### Makale

Türk İş Hukukunda Süt İzni

Kadın işçilerin analık halinde çalışma hayatlarının devamına yönelik doğum öncesi hamilelik dönemi ile doğum sonrasındaki dönem olmak üzere hukukumuzda birtakım ulusal ve uluslararası koruyucu yasal düzenlemeler mevcuttur.

Türkiye Cumhuriyeti Anayasası’nın 50’nci maddesi başta olmak üzere, 4857 sayılı İş Kanunu (“Kanun”) ve ikincil düzenlemelerin ilgili hükümleri ile kadın işçilerin hamilelik ve analık hallerinin özel olarak korunması amaçlanmaktadır. Türk Hukukundaki bazı düzenlemelerle kadın işçilerin hem özel hem de çalışma hayatlarını dengede tutabilmeyi olumlu yönde etkileyen hamilelik ve doğumda analık izinleri, doğum sonrası süt izni ile belirli işlerde tanımlanan çalışma yasakları getirilmiştir.

######

▶ **Verilen Görev 1**
Aşağıdaki listenin her satırını ayrı bir dize yaparak tümünü bir JSON listesine dönüştür; boş satırları alma.

### Veri Kayıtları

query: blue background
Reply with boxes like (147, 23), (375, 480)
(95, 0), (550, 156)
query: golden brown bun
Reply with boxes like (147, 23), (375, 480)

######

▶ **Verilen Görev 2**
Süt izni yazısında kadın işçilerin korunması için Anayasa'nın hangi maddesi anılıyor?

▶ **Alıştırma Cevabı 1**
[
  "query: blue background",
  "Reply with boxes like (147, 23), (375, 480)",
  "(95, 0), (550, 156)",
  "query: golden brown bun",
  "Reply with boxes like (147, 23), (375, 480)"
]

▶ **Alıştırma Cevabı 2**
Türkiye Cumhuriyeti Anayasası'nın 50'nci maddesi.